-- PASSAGE TO READ follows --

Sorry to put this comment from a reader here rather than in the comments section, but it’s because I had to “repost” this after I messed up the placement of the pictures and the text. I couldn’t figure out how to allow the comment from the first post to be visible in the comments section, so here it is under the text: DASKMA said… I totally agree with your assessment of Giorgiagel. We’ve been living in Trastevere for the past nine months and stop here with our daughter several times a week…it is by far the best gelato we’ve found in Rome, especially when you consider taste, price and unpretentious friendliness of the owners and staff. The gelato there is wonderful and deserves to be better known…since they have only been open a couple years, I am sure they will soon get the reputation they deserve….and I also agree with all you said about San Crispino…over-priced and too pretentious for my taste-buds… April 21, 2009 3:51 PM
After all those photos of Roman gelato, it just didn’t seem fair to all of you who aren’t planning a trip to sunny Italy any time in the future. Besides, my niece Keri who is living in Paris for several months, where she really has no reason to complain about the dearth of wonderful desserts, emailed me with the message “You’re killing me” after seeing all those photos.

-- PASSAGE TO READ concluded --
-- RECORD EXCERPTS follows --

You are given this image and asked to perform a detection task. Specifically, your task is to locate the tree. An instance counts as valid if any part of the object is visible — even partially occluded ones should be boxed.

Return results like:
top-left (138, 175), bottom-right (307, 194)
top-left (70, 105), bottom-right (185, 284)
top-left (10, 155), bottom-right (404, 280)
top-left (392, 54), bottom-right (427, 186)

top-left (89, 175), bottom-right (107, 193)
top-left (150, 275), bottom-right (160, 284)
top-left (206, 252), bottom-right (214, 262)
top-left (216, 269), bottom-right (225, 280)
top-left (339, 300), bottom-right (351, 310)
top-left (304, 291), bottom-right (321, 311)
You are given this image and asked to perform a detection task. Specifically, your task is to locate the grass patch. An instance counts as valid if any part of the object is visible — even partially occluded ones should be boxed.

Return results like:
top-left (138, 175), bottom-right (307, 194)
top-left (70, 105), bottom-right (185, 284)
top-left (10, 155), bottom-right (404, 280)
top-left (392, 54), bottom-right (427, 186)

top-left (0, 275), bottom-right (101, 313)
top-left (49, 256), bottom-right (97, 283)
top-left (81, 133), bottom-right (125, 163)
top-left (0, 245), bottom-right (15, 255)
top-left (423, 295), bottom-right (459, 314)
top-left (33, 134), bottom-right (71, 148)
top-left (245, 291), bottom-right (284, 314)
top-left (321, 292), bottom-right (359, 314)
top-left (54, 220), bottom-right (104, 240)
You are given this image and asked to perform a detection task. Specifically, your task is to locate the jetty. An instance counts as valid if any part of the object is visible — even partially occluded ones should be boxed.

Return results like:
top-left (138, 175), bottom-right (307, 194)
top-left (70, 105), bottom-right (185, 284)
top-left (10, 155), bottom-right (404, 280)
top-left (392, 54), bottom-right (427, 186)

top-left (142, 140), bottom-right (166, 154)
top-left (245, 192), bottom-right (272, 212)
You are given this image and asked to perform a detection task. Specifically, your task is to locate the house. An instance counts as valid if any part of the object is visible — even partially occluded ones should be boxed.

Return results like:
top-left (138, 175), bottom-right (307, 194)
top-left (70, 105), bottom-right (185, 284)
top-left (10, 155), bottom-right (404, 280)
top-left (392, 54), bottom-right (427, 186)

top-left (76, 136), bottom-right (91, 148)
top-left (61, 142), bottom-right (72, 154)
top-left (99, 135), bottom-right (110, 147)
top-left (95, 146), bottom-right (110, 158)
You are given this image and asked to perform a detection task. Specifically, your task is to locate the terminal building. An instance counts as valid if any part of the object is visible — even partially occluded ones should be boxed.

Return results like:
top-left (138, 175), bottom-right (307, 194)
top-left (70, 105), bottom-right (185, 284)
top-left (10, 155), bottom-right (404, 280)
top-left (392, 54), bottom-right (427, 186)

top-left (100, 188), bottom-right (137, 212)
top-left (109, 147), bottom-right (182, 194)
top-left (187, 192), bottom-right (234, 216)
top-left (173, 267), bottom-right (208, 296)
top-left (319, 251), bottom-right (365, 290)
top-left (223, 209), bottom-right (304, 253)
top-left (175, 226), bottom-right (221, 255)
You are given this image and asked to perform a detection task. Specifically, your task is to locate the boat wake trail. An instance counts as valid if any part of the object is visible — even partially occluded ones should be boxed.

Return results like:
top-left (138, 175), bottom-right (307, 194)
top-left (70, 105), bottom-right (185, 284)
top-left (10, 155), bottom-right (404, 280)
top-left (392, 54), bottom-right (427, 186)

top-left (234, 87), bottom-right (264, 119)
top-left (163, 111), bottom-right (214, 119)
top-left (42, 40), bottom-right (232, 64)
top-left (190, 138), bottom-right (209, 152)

-- RECORD EXCERPTS concluded --

Extend the post about Roman gelato, picking up right after its final sentence. The material above is separate from the gelato post.

So I’m offering a dessert that I first prepared when we were living in Rome where the pears were enormous. We always seemed to have a bottle of red wine on hand as well, so I combine the two with a little sugar, some lemon rind and a cinnamon stick. It’s a dessert you can easily make ahead of time and reheat in the microwave. I also like to serve it at Thanksgiving, for those who want to end their meal with something sweet, but not the heaviness of pies or cakes. Topping it with ice cream is unnecessary, but it’s a perfect complement to the warm, cooked pears. Last night, I tried a new flavor from Haagen Dazs called “caramelized pears and toasted pecans.” yumm.
Poached Pears in Red Wine
1 cup dry red wine
1/4 cup sugar
a few shavings of lemon peel
1 cinnamon stick
Peel pears, cut in half and remove core and seeds. Place into a pan with the rest of the ingredients. Let simmer over medium heat covered, about 1/2 hour, or until fork tender. Keep the lid ajar for the last 10 minutes, to help evaporate and thicken some of the liquid. Best served warm — with ice cream of course.